[Work to complete] How many of the lines below contain the word "black"? Reply with the number alone.

:: Provided records

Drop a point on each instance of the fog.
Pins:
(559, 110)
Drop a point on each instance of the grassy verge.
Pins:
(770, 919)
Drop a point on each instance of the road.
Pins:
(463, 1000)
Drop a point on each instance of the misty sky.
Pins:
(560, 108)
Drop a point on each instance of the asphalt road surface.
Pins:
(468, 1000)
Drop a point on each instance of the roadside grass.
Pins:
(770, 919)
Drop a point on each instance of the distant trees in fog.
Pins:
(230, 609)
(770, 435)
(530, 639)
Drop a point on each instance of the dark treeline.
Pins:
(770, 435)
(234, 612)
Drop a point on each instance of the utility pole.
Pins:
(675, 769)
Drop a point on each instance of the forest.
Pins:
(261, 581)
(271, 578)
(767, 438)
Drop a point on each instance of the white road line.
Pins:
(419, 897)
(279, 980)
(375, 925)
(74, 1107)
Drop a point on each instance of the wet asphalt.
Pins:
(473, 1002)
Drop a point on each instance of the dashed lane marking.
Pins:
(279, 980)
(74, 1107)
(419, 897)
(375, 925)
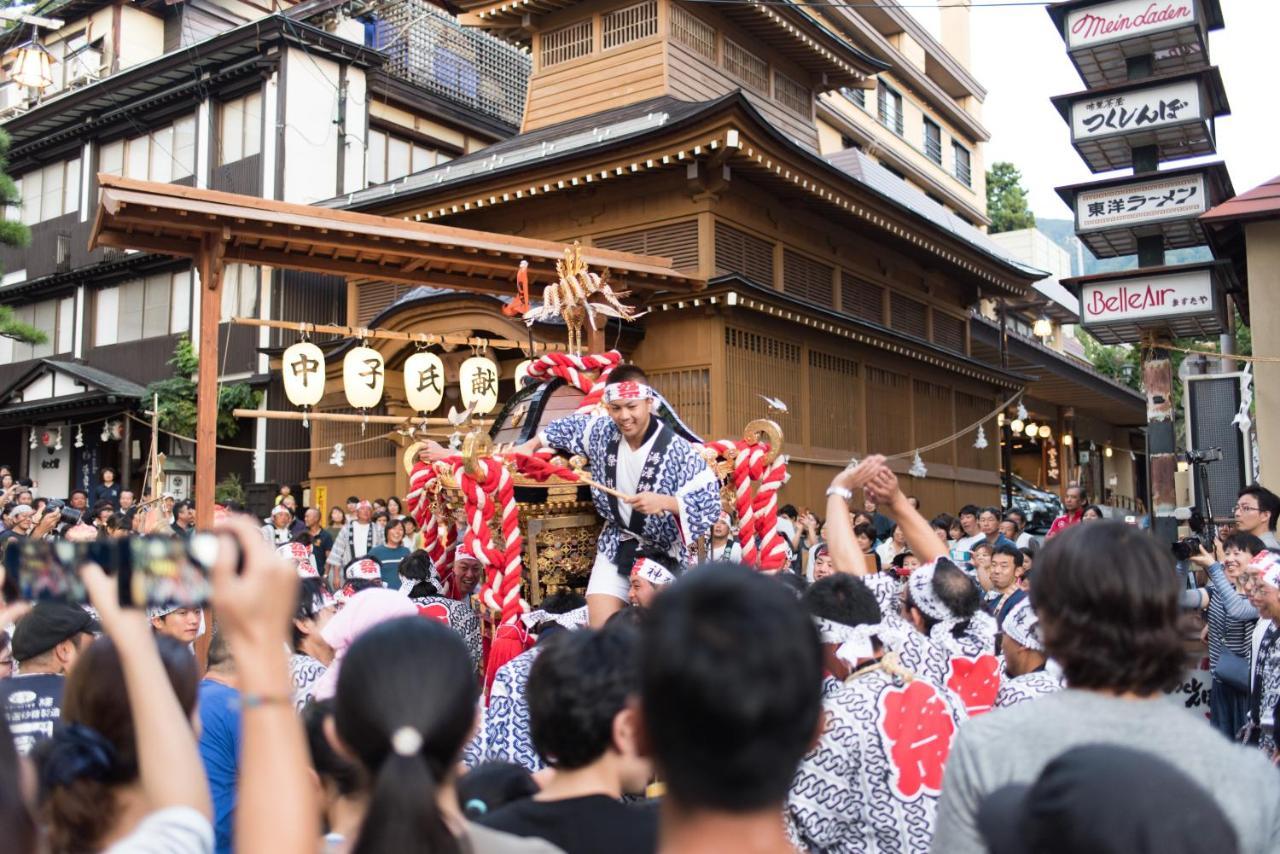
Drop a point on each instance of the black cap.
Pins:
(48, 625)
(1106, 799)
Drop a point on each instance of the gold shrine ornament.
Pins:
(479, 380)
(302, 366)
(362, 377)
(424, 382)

::::
:: Provided records

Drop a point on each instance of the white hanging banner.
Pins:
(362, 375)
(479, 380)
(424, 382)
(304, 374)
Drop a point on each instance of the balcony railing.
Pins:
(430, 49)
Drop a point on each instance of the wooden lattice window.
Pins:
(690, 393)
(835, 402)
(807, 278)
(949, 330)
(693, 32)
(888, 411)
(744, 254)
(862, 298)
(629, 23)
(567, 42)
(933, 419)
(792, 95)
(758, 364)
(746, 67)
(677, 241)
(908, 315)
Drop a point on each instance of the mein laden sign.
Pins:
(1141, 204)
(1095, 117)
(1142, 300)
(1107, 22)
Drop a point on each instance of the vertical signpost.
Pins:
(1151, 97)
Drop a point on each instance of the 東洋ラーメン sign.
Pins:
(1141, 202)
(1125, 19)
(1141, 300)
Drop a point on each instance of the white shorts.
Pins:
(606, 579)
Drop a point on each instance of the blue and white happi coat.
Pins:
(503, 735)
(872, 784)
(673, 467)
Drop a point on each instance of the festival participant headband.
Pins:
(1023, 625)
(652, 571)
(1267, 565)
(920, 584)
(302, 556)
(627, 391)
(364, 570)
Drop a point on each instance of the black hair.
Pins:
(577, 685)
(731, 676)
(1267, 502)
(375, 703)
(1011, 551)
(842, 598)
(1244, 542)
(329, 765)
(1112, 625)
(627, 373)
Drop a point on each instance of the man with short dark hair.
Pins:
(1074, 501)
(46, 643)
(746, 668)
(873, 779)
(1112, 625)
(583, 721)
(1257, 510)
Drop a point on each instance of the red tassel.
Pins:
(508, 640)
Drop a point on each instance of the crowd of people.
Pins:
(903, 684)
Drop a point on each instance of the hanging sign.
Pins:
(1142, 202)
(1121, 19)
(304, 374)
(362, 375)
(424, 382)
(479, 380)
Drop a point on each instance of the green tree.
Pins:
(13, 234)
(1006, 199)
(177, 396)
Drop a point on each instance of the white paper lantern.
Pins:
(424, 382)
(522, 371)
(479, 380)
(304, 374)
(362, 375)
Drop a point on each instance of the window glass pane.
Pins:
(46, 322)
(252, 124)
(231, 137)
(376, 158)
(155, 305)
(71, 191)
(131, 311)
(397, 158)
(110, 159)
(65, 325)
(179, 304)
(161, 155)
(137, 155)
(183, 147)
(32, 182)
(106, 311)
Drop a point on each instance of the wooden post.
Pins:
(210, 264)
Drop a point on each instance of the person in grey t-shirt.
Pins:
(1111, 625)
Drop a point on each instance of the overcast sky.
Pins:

::::

[Response below] 2